▶ [What is being asked]
The records below hold pictures; please leave those out and retype the rest exactly.

Photo-based referring expression data:
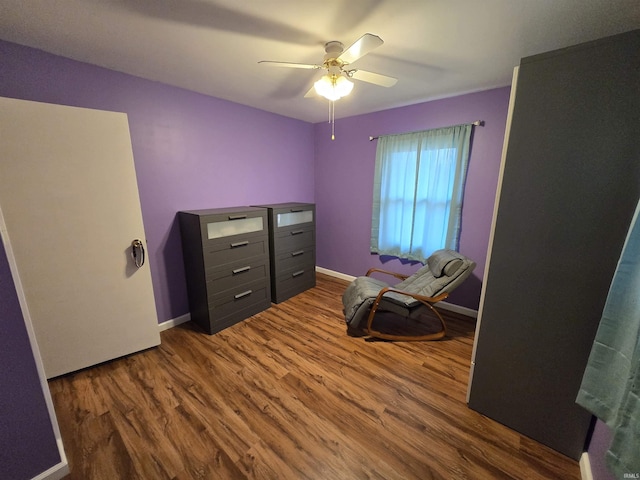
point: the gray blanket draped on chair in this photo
(611, 384)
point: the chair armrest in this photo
(420, 298)
(394, 274)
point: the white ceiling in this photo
(436, 48)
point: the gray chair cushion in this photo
(451, 268)
(444, 262)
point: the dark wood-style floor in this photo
(287, 395)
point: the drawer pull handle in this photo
(240, 270)
(240, 244)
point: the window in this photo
(418, 190)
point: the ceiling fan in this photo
(337, 61)
(335, 84)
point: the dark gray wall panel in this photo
(571, 184)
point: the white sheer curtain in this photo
(417, 193)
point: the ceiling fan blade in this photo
(360, 47)
(289, 64)
(376, 78)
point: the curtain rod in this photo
(477, 123)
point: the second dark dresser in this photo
(226, 258)
(292, 235)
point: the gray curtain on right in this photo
(611, 383)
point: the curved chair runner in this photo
(365, 296)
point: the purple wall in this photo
(344, 182)
(600, 441)
(191, 151)
(24, 418)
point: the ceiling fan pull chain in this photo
(333, 119)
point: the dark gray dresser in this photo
(226, 258)
(292, 234)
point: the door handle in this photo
(137, 252)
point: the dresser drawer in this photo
(223, 303)
(231, 309)
(234, 275)
(293, 282)
(295, 260)
(248, 247)
(225, 227)
(293, 217)
(294, 239)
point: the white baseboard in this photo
(469, 312)
(585, 467)
(174, 322)
(57, 472)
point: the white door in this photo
(69, 198)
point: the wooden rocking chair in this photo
(366, 296)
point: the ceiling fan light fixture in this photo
(333, 87)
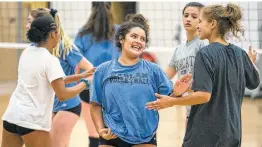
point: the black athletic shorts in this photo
(120, 143)
(13, 128)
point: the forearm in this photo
(192, 99)
(97, 117)
(72, 78)
(85, 64)
(71, 92)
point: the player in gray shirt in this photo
(183, 59)
(222, 71)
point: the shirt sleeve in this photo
(96, 88)
(203, 73)
(83, 43)
(251, 74)
(54, 70)
(74, 56)
(164, 84)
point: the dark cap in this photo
(44, 23)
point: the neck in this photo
(217, 38)
(127, 61)
(45, 45)
(190, 35)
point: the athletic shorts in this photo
(120, 143)
(85, 96)
(76, 110)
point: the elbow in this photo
(205, 97)
(61, 97)
(253, 85)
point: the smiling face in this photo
(134, 42)
(190, 18)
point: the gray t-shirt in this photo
(223, 71)
(183, 59)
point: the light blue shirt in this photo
(68, 64)
(96, 52)
(123, 91)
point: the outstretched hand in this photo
(107, 134)
(182, 85)
(88, 74)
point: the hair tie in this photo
(53, 12)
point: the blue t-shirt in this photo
(123, 92)
(96, 52)
(68, 64)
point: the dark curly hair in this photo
(40, 28)
(131, 21)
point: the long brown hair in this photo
(228, 19)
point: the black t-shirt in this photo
(224, 71)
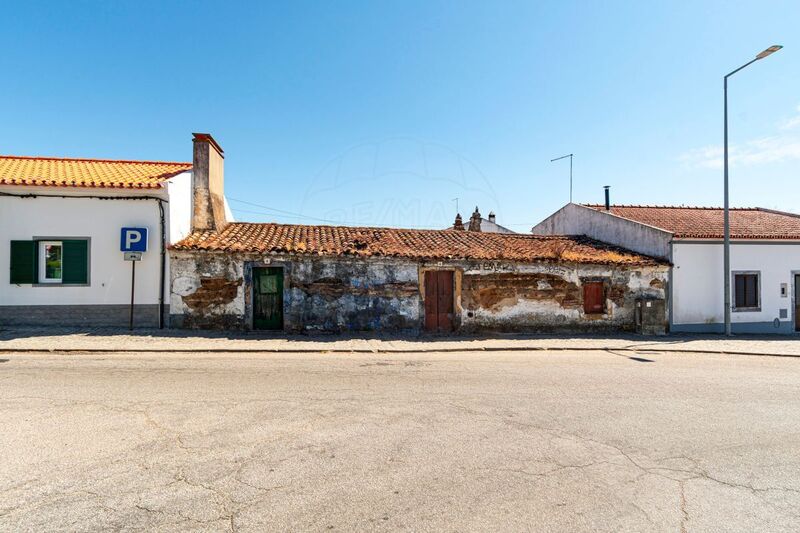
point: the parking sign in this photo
(133, 240)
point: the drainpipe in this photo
(163, 264)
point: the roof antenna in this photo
(570, 172)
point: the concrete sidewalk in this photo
(122, 340)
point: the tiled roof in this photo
(409, 243)
(62, 172)
(707, 222)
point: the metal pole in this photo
(570, 172)
(570, 178)
(726, 211)
(133, 284)
(726, 223)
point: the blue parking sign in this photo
(133, 240)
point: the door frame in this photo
(794, 274)
(250, 287)
(457, 273)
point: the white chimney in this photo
(208, 180)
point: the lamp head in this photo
(771, 50)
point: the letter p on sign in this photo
(133, 240)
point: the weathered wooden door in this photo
(797, 302)
(593, 300)
(268, 298)
(439, 300)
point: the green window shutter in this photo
(75, 257)
(23, 261)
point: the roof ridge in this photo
(698, 207)
(92, 160)
(390, 228)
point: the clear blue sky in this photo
(380, 113)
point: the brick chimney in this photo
(475, 221)
(208, 179)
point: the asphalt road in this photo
(589, 441)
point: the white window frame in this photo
(734, 307)
(42, 245)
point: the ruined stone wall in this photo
(334, 294)
(547, 297)
(214, 290)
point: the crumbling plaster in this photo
(213, 290)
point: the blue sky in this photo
(381, 113)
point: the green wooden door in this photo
(268, 298)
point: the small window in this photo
(50, 261)
(594, 297)
(746, 291)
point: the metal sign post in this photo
(133, 243)
(133, 257)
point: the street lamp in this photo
(726, 213)
(570, 172)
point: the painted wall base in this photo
(749, 328)
(144, 316)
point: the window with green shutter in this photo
(23, 262)
(61, 262)
(75, 258)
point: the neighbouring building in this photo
(765, 259)
(332, 279)
(60, 231)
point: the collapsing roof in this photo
(65, 172)
(707, 222)
(408, 243)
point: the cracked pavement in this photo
(540, 441)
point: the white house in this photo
(60, 236)
(765, 260)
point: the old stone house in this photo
(327, 278)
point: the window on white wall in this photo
(746, 291)
(50, 261)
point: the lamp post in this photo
(726, 211)
(570, 172)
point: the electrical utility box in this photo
(651, 316)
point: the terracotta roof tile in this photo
(62, 172)
(707, 222)
(409, 243)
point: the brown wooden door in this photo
(439, 300)
(593, 300)
(797, 302)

▶ [Answer space]
point: the gray blanket draped on chair in this photo
(611, 384)
point: the chair armrest in this photo
(420, 298)
(394, 274)
point: the white ceiling in this photo
(436, 48)
point: the gray chair cushion in this photo
(451, 268)
(444, 262)
point: the dark wood-style floor in this photo
(287, 395)
point: the drawer pull handle in this photo
(240, 270)
(240, 244)
point: the window in this photo
(418, 190)
point: the ceiling fan in this photo
(337, 61)
(335, 84)
point: the dark gray wall panel in this photo
(571, 184)
point: the white sheer curtain in this photo
(417, 193)
point: the ceiling fan blade in this photo
(360, 47)
(289, 64)
(376, 78)
point: the curtain rod in this photo
(477, 123)
point: the second dark dresser in this photo
(226, 258)
(292, 235)
point: the gray curtain on right in this photo
(611, 383)
point: the curved chair runner in this photo
(365, 296)
point: the purple wall in this photo
(344, 182)
(600, 441)
(191, 151)
(24, 418)
point: the ceiling fan pull chain in this photo
(333, 119)
point: the dark gray dresser in this photo
(226, 258)
(292, 234)
point: the door handle in this photo
(137, 252)
point: the dresser drawer in this photo
(223, 303)
(231, 309)
(234, 275)
(293, 282)
(295, 260)
(248, 247)
(225, 227)
(293, 217)
(294, 239)
point: the white baseboard in this photo
(469, 312)
(585, 467)
(174, 322)
(57, 472)
point: the white door in this photo
(69, 198)
point: the wooden rocking chair in this photo
(366, 296)
point: the ceiling fan light fixture in this photo
(333, 87)
point: the black athletic shorts in this photo
(120, 143)
(13, 128)
point: the forearm in this photo
(192, 99)
(97, 117)
(72, 78)
(85, 64)
(71, 92)
point: the player in gray shirt in this photo
(183, 59)
(222, 71)
point: the shirt sleeve in this photo
(96, 88)
(203, 73)
(83, 43)
(251, 74)
(54, 70)
(74, 56)
(164, 84)
point: the dark cap in this photo
(44, 23)
point: the neck in this photo
(217, 38)
(127, 61)
(45, 45)
(190, 35)
point: the athletic shorts in this photo
(120, 143)
(85, 96)
(76, 110)
point: the elbow in this photo
(205, 97)
(61, 97)
(253, 85)
point: the smiling face in this photo
(134, 42)
(190, 18)
point: the gray t-shirt in this photo
(223, 71)
(183, 59)
point: the light blue shirt in this photo
(68, 64)
(96, 52)
(123, 91)
point: the outstretched hand in this photo
(107, 134)
(182, 85)
(88, 74)
point: the hair tie in this photo
(53, 12)
point: the blue t-shirt in this photo
(123, 92)
(96, 52)
(68, 64)
point: the dark curly hair in this photo
(40, 28)
(131, 21)
point: the long brown hair in this photo
(228, 19)
point: the black t-shirt in this photo
(224, 71)
point: the parking sign in this photo
(133, 240)
point: the drainpipe in this photo
(163, 264)
point: the roof antenna in this photo
(570, 172)
point: the concrete sidewalk in this photo
(122, 340)
point: the tiled roof in this photo
(409, 243)
(62, 172)
(707, 222)
point: the metal pole in this photo
(570, 172)
(570, 178)
(726, 211)
(133, 284)
(726, 223)
point: the blue parking sign in this photo
(133, 240)
point: the door frame in this photo
(794, 274)
(250, 287)
(457, 273)
point: the white chimney in this photo
(208, 180)
point: the lamp head in this photo
(771, 50)
point: the letter p on sign in this photo
(133, 240)
point: the weathered wooden door in this photo
(797, 302)
(593, 300)
(268, 298)
(439, 300)
point: the green window shutter in this photo
(75, 257)
(23, 261)
point: the roof ridge in this photo
(698, 207)
(92, 160)
(390, 228)
point: the clear blue sky in this photo
(380, 113)
point: the brick chimney in this photo
(475, 221)
(208, 179)
point: the asphalt road in this photo
(589, 441)
point: the white window frame in this photo
(734, 307)
(42, 245)
point: the ruined stone wall in this photo
(334, 294)
(547, 297)
(214, 290)
point: the crumbling plaster in this photo
(213, 290)
point: the blue sky in this photo
(381, 113)
point: the green wooden door in this photo
(268, 298)
point: the small window in this photo
(50, 261)
(594, 297)
(746, 291)
point: the metal sign post in this photo
(133, 243)
(133, 257)
point: the street lamp in this photo
(726, 213)
(570, 172)
point: the painted wall base in this photo
(749, 328)
(144, 316)
point: the window with green shutter in this photo
(23, 262)
(61, 262)
(75, 258)
point: the neighbouring building in this photo
(765, 259)
(332, 279)
(60, 231)
point: the collapsing roof in this photo
(65, 172)
(707, 222)
(408, 243)
point: the cracked pavement in this photo
(540, 441)
point: the white house in this photo
(60, 236)
(765, 260)
point: the old stone house in this photo
(327, 278)
point: the window on white wall in this photo
(746, 291)
(50, 261)
point: the lamp post in this photo
(726, 211)
(570, 172)
point: the electrical utility box in this photo
(651, 316)
point: the terracotta roof tile in this photo
(62, 172)
(707, 222)
(409, 243)
point: the brown wooden door in this photo
(439, 300)
(593, 300)
(797, 302)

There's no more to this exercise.